::: Document :::
Ingredients
Serves: 6
For the chicken filling:
- 2 tbsp extra virgin rapeseed oil
- 1 large onion, chopped
- 450g of free-range deboned chicken thighs, cut into small chunks
- 1 tbsp ras el hanout
- 1 tbsp sea salt
- 500 ml chicken/veg stock
- 75g ground almonds
- 50g dates (or date paste), chopped
- 15g chopped coriander including stalks
For the pastillas:
- 6 sheets of filo pastry, defrosted
- 6 tbsp extra virgin rapeseed oil or more for brushing filo
To garnish:
- Flaked almonds
- Cinnamon and icing sugar for dusting the top (optional)
Method
- In a medium saucepan, heat the oil on a low to medium heat. Add the chopped onions and fry for 7-10 minutes or until soft and browning.
- Add the chicken and cook for approx. five minutes until browned.
- Add the ras el hanout and fry for 1-2 minutes. Add the stock and bring to the boil.
- Reduce the heat to low, cover and simmer for an hour until the chicken is cooked and tender.
- Remove the chicken from the pot and set aside, reserving the stock in the pot. Simmer the stock, reducing it in half to approx. 100ml of stock.
:::
Pick up the chicken pastilla recipe after its last method step and write the remaining steps.
::: Excerpted records :::
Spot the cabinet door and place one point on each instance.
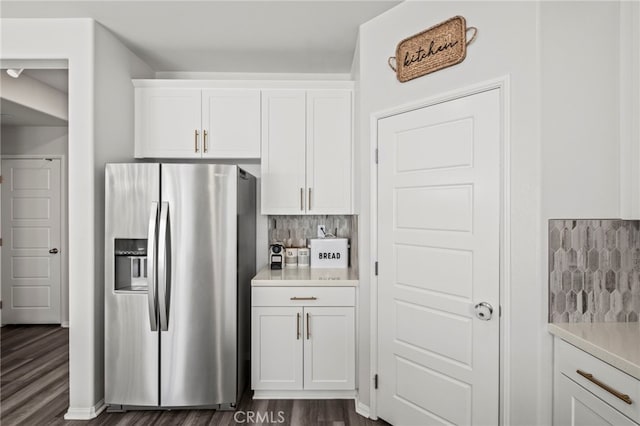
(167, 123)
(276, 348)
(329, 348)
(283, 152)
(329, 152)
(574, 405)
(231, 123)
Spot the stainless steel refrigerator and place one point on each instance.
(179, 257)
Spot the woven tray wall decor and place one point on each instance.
:::
::: Excerpted records :::
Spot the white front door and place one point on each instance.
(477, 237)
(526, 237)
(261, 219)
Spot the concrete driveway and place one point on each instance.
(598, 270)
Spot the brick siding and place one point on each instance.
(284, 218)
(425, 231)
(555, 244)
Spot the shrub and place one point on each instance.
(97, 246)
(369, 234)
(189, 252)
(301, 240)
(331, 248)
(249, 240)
:::
| Reply to the exercise |
- In a large bowl, mix the chicken, dates, almonds, coriander, and reduced stock together.
- Grease the terracotta dish with oil. Place a sheet of filo pastry on a chopping board and cut into four even strips along the long edge. Keep the remaining sheets covered with a clean damp towel to stop them drying out.
- Lay a filo strip into the dish so that it covers the base and there is an overhang on each side. This will be used to cover the top. Oil the filo strip and add another strip on top creating an 'x' with the overhangs on the opposite sides. Repeat this with the two remaining strips creating an '+' on top of the ‘x’ so the pastry covers most of the dish.
- Fill with the chicken mixture and fold the filo overhangs on top of the filling making sure to oil each layer as you fold it over.
- Carefully turn out the pastilla onto a baking tray and make the next pie. Drizzle a little oil on the flaked almonds and sprinkle over the top of the pie.
- Bake in a fan oven at 180°C fan for 20 minutes until golden brown.
- Dust with the traditional icing sugar and cinnamon if you’d like before serving. Can be eaten hot or cold.
Notes
- If you have 6 terracotta dishes or are making a large pie you can bake them in the dish/dishes but they may need to be turned upside down towards the end of the baking time to bake the bottom of the pie.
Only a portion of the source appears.